Text shown:
***
The quantile–quantile plots were used to compare the observed test statistics for each SNP to those expected under the null hypothesis of “no association” to detect any inflation in the test statistics due to systematic biases. To avoid higher inflation in the test statistics, genomic control was applied to the p-values as described by Devlin and Roeder57. Manhattan plots were used to visualize the –log10 (p-value) of all SNPs respective to their position at the associated chromosome. Genome-wide and chromosome-wide significance thresholds defined by using Bonferroni correction were applied to avoid increasing Type 1 Error rate due to multiple testing SNPs. Accordingly, the genome-wide significance threshold was set to 1.23e-06 (0.05/40.463) and the chromosome-wide significance threshold was set to 3.21e-05 ((0.05/40.463) *26). Genetic variances regarding the significant SNPs were estimated with the formula below:

$$\user2{\% V}_{{\varvec{g}}} \left( {{\varvec{SNP}}} \right) = \frac{{2{\varvec{pqa}}^{2} }}{{{{\varvec{\upsigma}}}_{{\varvec{u}}}^{2} }} \times \textbf{100}$$

where ‘p’ is the major allele frequency, ‘q’ is the minor allele frequency and ‘\({\varvec{a}}\)’ is the estimated effect size of the corresponding SNP by the GenABEL R package.
***
Data:

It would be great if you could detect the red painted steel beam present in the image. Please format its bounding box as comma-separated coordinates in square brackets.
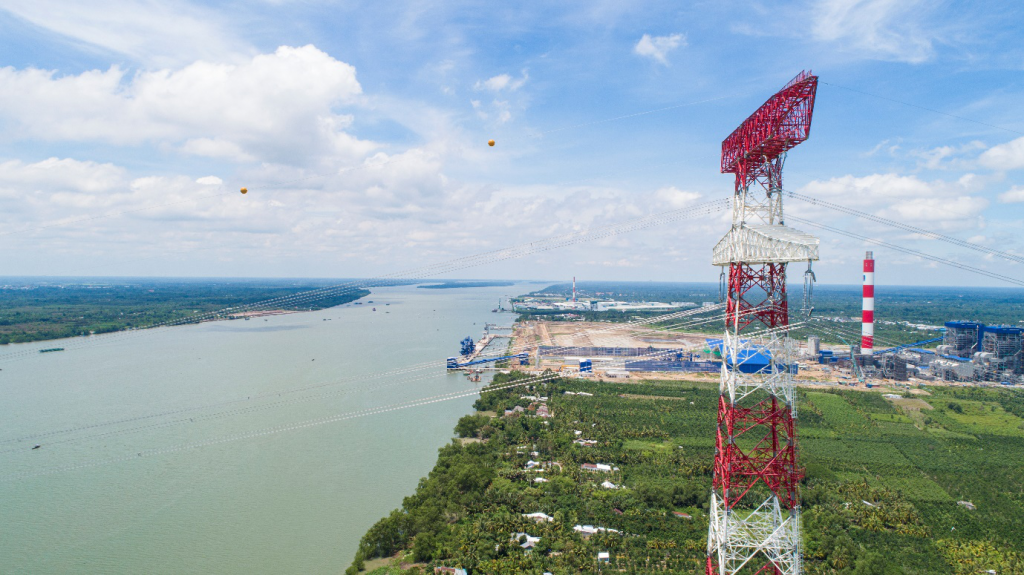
[722, 72, 818, 174]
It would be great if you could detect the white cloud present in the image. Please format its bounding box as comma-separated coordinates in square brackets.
[0, 46, 375, 162]
[654, 186, 700, 209]
[473, 70, 529, 92]
[0, 0, 245, 67]
[0, 158, 127, 193]
[999, 185, 1024, 204]
[790, 174, 989, 229]
[633, 34, 686, 65]
[978, 137, 1024, 170]
[909, 140, 985, 170]
[810, 0, 939, 63]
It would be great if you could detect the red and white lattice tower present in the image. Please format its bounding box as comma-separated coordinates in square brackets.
[860, 252, 874, 355]
[707, 72, 818, 575]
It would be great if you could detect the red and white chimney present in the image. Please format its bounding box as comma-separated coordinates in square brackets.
[860, 252, 874, 355]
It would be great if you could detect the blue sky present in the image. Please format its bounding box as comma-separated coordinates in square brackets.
[0, 0, 1024, 285]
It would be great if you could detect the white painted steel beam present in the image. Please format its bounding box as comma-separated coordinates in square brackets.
[712, 224, 819, 266]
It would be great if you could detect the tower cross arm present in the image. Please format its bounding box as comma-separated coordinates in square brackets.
***
Brief:
Please rewrite the paragraph beginning "The quantile–quantile plots were used" in the methods text above as a short bulleted list that keeps its main facts.

Problem solution:
- Quantile–quantile plots compared each SNP's observed test statistics with those expected under the null hypothesis of no association, to detect inflation caused by systematic biases.
- Genomic control, as described by Devlin and Roeder, was applied to the p-values to avoid higher inflation.
- Manhattan plots displayed the –log10 (p-value) of every SNP by its position on the associated chromosome.
- Bonferroni-based significance thresholds were used to avoid an increased Type 1 Error rate from multiple testing. The genome-wide threshold was 1.23e-06, and the chromosome-wide threshold was 3.21e-05.
- Genetic variances for the significant SNPs were estimated with a formula.